## ASSIGNED TASK
Beginning with the line that has "as point(51, 64)." in it, transcribe the listing exactly through its final line, and add nothing.
*** Begin section ***
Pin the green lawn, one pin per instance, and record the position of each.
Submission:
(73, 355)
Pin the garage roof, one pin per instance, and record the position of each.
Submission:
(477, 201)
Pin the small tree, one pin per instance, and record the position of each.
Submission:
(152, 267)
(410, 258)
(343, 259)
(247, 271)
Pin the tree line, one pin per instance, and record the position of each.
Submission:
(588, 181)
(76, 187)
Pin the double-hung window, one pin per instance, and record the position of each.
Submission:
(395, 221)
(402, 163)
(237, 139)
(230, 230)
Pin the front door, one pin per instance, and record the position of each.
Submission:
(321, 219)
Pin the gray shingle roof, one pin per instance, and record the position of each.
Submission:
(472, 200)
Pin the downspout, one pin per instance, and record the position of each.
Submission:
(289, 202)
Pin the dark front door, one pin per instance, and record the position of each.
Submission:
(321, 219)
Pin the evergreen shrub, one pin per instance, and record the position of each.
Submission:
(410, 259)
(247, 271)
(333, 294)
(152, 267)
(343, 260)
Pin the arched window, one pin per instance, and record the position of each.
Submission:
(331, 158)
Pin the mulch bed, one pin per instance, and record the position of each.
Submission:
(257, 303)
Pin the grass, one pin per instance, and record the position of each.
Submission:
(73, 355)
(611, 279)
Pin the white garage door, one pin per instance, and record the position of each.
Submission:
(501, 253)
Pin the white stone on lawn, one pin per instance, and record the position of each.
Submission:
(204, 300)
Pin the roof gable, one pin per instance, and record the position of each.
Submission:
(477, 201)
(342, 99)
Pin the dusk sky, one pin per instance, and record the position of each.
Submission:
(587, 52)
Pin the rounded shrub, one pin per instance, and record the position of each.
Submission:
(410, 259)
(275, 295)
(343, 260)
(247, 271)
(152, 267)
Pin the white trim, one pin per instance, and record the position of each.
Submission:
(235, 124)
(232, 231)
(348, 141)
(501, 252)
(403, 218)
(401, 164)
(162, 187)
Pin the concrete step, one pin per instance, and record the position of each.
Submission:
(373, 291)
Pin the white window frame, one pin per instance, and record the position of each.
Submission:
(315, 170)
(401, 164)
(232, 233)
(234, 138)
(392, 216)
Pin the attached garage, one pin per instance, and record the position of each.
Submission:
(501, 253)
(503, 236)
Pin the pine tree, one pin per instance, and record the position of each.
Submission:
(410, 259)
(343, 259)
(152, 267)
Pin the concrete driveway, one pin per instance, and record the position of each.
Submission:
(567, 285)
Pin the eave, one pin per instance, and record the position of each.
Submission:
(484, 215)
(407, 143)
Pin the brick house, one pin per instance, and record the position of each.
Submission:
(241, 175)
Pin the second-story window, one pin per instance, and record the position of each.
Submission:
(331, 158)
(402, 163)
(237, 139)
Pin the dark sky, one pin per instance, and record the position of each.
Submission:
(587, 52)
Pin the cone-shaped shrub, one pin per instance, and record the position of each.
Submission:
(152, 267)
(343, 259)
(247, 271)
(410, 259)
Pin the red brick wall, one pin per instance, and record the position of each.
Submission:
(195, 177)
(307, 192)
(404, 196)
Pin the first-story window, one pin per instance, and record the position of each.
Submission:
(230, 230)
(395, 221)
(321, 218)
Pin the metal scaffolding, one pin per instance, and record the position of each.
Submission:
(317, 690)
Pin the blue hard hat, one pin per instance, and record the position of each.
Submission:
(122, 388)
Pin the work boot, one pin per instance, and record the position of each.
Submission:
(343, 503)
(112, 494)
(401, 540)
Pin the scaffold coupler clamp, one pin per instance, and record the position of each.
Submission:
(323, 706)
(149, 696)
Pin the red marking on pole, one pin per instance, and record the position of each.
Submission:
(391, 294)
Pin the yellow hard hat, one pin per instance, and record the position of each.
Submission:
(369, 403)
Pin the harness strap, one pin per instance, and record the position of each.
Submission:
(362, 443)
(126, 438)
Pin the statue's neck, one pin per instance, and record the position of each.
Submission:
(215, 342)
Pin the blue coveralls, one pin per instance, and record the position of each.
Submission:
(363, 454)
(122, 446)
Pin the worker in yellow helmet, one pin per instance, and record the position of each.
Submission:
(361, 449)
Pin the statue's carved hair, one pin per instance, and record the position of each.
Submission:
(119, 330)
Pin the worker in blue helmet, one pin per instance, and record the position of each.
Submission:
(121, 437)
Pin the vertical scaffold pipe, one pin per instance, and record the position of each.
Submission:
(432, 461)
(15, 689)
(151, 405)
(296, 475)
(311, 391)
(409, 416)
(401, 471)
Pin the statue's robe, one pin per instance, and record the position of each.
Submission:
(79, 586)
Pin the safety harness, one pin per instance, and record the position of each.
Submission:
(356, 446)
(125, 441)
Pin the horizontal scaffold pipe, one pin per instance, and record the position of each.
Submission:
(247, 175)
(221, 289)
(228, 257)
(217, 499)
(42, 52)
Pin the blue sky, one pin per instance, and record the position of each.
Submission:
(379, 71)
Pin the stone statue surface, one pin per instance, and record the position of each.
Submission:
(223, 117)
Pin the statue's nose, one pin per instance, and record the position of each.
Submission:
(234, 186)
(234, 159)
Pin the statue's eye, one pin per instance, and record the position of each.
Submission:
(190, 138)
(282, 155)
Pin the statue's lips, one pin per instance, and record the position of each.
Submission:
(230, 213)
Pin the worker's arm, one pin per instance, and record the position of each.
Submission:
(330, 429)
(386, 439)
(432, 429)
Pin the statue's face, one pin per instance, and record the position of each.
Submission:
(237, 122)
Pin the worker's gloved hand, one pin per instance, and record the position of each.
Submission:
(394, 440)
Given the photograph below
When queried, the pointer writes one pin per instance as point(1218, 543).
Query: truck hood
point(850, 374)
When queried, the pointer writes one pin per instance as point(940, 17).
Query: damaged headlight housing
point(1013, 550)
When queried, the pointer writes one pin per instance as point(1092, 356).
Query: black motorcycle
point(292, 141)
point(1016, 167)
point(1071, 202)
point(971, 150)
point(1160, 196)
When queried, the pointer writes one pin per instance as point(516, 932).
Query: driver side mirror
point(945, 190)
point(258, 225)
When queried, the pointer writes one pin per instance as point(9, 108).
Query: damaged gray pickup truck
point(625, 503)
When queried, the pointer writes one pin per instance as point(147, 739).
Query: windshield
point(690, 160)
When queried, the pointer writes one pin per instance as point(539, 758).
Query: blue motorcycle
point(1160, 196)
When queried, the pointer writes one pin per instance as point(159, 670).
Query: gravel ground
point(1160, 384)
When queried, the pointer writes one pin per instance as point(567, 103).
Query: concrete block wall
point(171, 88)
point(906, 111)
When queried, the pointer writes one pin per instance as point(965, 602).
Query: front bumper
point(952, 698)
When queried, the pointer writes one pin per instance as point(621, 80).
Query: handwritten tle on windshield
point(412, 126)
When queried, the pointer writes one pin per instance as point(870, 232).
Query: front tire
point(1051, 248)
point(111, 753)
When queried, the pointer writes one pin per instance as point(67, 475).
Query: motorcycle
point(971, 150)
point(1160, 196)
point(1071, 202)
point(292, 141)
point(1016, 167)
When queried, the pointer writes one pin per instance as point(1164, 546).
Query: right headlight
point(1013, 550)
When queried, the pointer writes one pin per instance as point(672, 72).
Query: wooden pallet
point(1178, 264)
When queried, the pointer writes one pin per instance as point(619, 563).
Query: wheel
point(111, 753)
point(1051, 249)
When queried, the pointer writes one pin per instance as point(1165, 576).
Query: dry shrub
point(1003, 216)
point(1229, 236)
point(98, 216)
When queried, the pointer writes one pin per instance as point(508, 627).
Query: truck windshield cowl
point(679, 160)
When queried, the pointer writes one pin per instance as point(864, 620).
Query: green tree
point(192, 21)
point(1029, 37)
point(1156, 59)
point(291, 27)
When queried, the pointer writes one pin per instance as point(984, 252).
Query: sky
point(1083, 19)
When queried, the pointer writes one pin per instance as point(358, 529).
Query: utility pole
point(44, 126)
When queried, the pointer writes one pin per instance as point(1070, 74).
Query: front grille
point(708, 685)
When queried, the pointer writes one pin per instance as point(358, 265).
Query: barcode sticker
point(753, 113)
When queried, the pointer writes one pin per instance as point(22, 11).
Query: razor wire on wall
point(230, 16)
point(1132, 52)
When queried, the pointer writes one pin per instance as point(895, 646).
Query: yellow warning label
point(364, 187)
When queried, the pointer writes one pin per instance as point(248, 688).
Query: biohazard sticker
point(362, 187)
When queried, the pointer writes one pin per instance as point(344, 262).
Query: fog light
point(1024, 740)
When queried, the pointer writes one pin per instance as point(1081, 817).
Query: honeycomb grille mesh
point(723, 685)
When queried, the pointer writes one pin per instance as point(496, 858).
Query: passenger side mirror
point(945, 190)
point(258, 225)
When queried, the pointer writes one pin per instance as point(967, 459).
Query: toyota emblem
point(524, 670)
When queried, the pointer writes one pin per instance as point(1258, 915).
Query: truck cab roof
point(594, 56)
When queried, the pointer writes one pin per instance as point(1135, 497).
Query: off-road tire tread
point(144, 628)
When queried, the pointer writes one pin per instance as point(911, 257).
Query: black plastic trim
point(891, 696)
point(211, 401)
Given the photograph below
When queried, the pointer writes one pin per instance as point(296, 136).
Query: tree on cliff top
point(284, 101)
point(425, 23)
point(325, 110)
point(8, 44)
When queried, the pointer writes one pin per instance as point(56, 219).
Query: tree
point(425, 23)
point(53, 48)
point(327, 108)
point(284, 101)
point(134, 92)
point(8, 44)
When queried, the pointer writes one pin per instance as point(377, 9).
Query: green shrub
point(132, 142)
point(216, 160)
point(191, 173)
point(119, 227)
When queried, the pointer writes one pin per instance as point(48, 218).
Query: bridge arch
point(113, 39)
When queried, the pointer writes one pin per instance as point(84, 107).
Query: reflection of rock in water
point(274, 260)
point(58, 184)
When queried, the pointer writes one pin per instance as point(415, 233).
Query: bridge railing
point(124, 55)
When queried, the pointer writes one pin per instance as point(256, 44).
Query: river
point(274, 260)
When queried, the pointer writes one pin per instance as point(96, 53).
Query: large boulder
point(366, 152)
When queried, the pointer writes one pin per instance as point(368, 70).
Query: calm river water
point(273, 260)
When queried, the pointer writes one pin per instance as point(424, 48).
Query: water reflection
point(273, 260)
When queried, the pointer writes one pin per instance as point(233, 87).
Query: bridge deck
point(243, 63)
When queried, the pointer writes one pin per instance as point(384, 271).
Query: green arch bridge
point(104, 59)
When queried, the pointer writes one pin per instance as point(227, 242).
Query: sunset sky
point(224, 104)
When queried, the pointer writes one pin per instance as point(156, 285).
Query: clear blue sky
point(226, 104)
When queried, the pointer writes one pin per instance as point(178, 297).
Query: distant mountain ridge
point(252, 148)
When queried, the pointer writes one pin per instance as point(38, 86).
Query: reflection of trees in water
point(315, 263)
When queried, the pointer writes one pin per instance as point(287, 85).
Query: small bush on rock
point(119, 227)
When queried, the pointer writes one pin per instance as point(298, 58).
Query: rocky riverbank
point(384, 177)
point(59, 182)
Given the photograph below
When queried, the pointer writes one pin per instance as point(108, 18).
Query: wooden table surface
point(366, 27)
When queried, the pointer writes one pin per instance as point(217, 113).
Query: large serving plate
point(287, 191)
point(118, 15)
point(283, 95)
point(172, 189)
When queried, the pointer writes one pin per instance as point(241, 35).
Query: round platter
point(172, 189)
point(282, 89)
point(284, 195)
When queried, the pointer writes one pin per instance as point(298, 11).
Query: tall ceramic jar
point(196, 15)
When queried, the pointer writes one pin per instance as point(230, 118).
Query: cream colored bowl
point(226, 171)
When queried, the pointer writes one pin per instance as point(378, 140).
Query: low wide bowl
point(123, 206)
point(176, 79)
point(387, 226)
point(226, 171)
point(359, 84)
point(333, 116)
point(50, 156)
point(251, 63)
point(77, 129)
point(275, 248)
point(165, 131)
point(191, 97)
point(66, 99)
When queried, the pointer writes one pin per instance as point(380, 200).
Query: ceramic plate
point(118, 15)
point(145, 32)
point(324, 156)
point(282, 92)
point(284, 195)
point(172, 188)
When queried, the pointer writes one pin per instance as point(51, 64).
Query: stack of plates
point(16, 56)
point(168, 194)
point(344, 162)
*** End section ***
## TASK ANSWER
When queried, the pointer writes one pin per instance as point(51, 64).
Query: stack of plates
point(16, 56)
point(168, 194)
point(344, 162)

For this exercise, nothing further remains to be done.